Top of Source information
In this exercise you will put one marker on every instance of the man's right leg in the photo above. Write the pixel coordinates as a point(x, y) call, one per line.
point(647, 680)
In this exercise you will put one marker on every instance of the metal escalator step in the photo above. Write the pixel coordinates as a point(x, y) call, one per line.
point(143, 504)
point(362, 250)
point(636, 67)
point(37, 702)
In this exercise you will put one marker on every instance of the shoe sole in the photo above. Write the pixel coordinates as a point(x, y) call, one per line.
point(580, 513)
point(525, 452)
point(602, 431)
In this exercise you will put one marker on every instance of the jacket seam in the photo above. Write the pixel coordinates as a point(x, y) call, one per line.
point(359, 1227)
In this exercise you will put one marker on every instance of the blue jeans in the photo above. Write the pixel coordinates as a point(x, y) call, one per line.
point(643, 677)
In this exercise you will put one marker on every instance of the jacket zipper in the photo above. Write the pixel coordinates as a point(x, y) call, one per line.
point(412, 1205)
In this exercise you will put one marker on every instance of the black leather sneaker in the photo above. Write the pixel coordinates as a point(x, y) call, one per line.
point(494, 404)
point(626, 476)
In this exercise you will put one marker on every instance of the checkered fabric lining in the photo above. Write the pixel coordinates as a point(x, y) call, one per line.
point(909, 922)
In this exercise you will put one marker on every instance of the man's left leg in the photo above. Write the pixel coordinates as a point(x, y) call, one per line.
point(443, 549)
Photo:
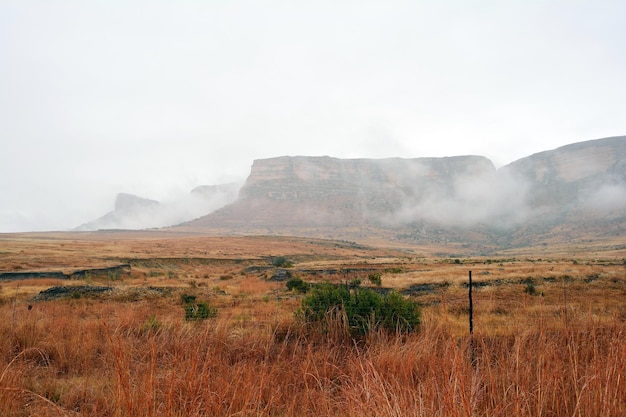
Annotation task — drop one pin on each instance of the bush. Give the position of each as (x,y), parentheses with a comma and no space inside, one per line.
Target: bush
(376,279)
(197,311)
(281,262)
(297,284)
(365,310)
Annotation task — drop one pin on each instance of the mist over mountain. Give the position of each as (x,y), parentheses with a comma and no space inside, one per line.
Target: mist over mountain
(133,212)
(575,190)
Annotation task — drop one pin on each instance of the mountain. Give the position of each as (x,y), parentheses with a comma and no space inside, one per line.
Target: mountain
(574,192)
(323,191)
(134,212)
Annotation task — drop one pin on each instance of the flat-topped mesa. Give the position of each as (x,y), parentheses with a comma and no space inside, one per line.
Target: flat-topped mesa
(303,191)
(313,178)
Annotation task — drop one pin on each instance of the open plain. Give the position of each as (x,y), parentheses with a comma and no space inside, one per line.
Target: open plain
(94,324)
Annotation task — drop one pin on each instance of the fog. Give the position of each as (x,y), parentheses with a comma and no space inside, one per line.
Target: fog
(499,200)
(157,98)
(133,212)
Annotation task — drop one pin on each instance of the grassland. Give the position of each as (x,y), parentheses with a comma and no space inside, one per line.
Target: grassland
(549,339)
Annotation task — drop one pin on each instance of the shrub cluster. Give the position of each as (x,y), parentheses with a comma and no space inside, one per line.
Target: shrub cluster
(363,308)
(297,284)
(197,311)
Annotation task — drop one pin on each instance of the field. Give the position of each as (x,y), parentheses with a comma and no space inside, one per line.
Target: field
(112,339)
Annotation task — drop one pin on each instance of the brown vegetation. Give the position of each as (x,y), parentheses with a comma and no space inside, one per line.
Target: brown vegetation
(558,350)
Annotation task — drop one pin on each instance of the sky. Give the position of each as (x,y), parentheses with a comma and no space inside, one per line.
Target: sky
(157,97)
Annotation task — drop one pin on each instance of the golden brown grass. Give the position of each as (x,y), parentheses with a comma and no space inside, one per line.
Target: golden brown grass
(90,357)
(561,352)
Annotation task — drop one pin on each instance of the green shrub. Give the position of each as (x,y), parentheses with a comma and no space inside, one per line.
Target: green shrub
(365,310)
(281,262)
(376,279)
(298,285)
(196,311)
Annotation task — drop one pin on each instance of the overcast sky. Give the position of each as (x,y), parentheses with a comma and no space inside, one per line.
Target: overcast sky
(157,97)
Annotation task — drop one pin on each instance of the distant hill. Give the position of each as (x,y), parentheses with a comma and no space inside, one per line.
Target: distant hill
(134,212)
(574,192)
Bottom of Source information
What to do:
Copy out each line of the data above, exactly, if it lies between the line holding "Target: bush" and the line holding "of the open", inclusive; copy no other line.

Solution for this exercise:
Target: bush
(376,279)
(197,311)
(281,262)
(297,284)
(365,310)
Annotation task — drop one pin on each instance of the mist over mountain. Give the position of each as (x,y), parentheses with a comma and no space inside, one per line.
Target: mist over mountain
(133,212)
(575,190)
Annotation task — drop one pin on each instance of the mountain. Give the position of each as (x,y), parentheses with a comma and no space inside, one per line.
Target: mountain
(574,192)
(323,191)
(134,212)
Annotation task — drop one pin on each instance of the flat-topped mesa. Give the position of each as (x,y), parentheses with a comma and no space inside, one per line.
Target: flat-topped mesa
(303,191)
(313,178)
Annotation task — drop one pin on each instance of the open plain. Give the position of each as (x,y), parentheses with a comma and no space inside, one per line.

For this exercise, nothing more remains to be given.